* **Exercise prompt**
Reproduce every line below exactly as written; do not include the images.

Top of Records for the task

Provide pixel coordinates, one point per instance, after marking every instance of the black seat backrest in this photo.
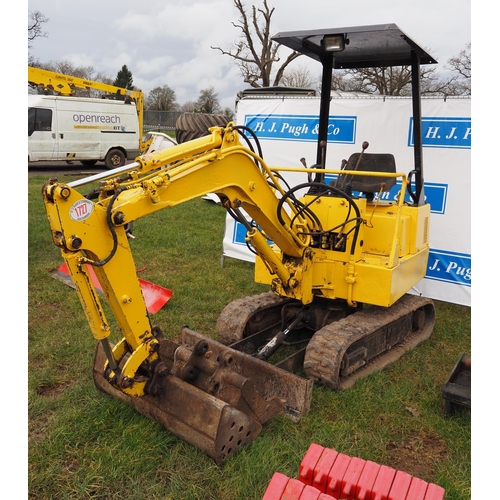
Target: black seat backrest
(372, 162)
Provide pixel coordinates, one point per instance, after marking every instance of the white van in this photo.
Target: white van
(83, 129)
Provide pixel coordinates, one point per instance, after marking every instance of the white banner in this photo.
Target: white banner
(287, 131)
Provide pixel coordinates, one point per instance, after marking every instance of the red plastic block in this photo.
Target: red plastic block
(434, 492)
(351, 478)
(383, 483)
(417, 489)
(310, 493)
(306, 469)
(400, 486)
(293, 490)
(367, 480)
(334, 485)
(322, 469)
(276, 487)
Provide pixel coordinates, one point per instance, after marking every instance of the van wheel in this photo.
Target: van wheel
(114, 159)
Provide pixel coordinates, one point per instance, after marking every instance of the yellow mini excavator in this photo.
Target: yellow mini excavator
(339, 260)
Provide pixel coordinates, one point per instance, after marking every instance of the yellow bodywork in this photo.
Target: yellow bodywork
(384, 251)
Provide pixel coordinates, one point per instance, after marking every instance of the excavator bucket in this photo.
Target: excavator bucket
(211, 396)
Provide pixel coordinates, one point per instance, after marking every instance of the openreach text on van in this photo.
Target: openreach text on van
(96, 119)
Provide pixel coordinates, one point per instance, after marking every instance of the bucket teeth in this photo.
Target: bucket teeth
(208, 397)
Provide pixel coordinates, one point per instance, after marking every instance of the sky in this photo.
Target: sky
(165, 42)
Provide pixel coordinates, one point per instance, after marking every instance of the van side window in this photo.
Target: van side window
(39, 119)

Bottom of Records for the task

* **Exercise output**
Provide pixel coordinates, one point per instance, after marking every instance of the black seat backrest in this photo.
Target: black seat backrest
(372, 162)
Provide pixel coordinates, one point per instance, after marking every instance of the white van in this photo.
Target: white van
(83, 129)
Provide pixel coordinates, one point per instance, after marking every instance of the white banner in this photo.
Target: white banner
(287, 131)
Provide pixel coordinates, one point per instance, after marking every instance of the red plastic block in this photo.
Target: red plastic block
(434, 492)
(351, 478)
(383, 483)
(417, 489)
(310, 493)
(306, 469)
(400, 486)
(293, 490)
(367, 480)
(334, 485)
(322, 469)
(276, 487)
Provide pixel coordinates, one point per instance, after marking every instance of the van wheel in this photo.
Target: van wheel
(114, 159)
Provide pixel coordinates, one point per instance, after marking every instance of the yellow mini excavator in this photo.
Target: yellow mini excavator
(339, 260)
Provide pixel coordinates, one point per instance, after marking every instance of the yellow bodywork in this photo.
Target: yellow bodywork
(384, 251)
Provide pixel coordinates, one point per instance, after marking every instance of the excavator bucket in this photo.
Target: excavator bucket
(211, 396)
Provide pixel coordinates, one point per instance, after marking every instance of the openreach text on van in this photo.
Target: openreach text on van
(96, 119)
Provide pixel coordinates, one point per instance, after marking every instance of the bucket teeth in this photo.
Target: bucket teeth
(208, 397)
Provide pixel coordinates, one point per instance, after marking every instance of the sky in this photo.
Target: sky
(165, 42)
Provide pixel coordinates, one point per instance, after marking every instance of the van side window in this photo.
Target: van side window
(39, 119)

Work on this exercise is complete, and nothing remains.